>> Start Document text

However, in the current economic climate, where will the capital for the Hill East redevelopment come from. Banks refuse to lend to even the least risky speculative projects and private equity is tight. I don't think this is the right time for the city to start offering new TIF agreements either. So, lets be realistic and put Hill East on hold.

Wednesday, December 17, 2008

The Real World Meets the Digital World

Imagine walking down the street. You see a dress in the window of your favorite store. You would like to purchase the dress but the store is closed. What if you could take a picture of the dress with your cell phone which would then allow you to view a host of digital media. You could learn about the designer, price and where it could be purchased online. Amazing you say!
Enter Reston-based Media Discovery the two year old company that has created the technology do just this. Founder, David Miller, believes that the future of the media business will be in connecting the real world with the digital world. Miller contends that the consumer ultimately wants to transcend the gap between their physical world and digital media accessible through the world wide web. Media Discovery's proprietary technology enables a cell phone to use two dimensional bar codes, digital imaging and the world wide web to produce a connection to almost any form of digital media.
Look for Media Discovery to be on the forefront on the new media world.

>> End Document text

(Aim 1):
According to the blog post, where is Media Discovery based?

>> Start Records for processing

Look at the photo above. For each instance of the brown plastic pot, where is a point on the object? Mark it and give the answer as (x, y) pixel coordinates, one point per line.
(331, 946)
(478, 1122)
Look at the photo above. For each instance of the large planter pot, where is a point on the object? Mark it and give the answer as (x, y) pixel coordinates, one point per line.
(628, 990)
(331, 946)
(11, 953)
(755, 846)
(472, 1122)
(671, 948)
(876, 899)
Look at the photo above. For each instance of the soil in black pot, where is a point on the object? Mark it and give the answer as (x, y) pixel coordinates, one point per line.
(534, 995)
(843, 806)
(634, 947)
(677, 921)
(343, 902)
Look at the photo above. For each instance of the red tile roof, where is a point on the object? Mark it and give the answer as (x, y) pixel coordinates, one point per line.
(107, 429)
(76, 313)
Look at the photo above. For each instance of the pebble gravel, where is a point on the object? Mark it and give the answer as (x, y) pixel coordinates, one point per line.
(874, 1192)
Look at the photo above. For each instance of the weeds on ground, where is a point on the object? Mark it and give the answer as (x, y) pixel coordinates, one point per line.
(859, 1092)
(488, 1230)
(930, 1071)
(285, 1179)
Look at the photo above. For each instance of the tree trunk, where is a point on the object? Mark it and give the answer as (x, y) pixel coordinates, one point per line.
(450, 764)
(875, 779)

>> End Records for processing

(Aim 2):
Please recast the rows as a JSON list of strings, one string per line and blank lines left out, covering only the stretch from the line containing "Look at the photo above. For each instance of the weeds" through the last of the rows.

(Complete answer 1):
Reston

(Complete answer 2):
[
  "Look at the photo above. For each instance of the weeds on ground, where is a point on the object? Mark it and give the answer as (x, y) pixel coordinates, one point per line.",
  "(859, 1092)",
  "(488, 1230)",
  "(930, 1071)",
  "(285, 1179)",
  "Look at the photo above. For each instance of the tree trunk, where is a point on the object? Mark it and give the answer as (x, y) pixel coordinates, one point per line.",
  "(450, 764)",
  "(875, 779)"
]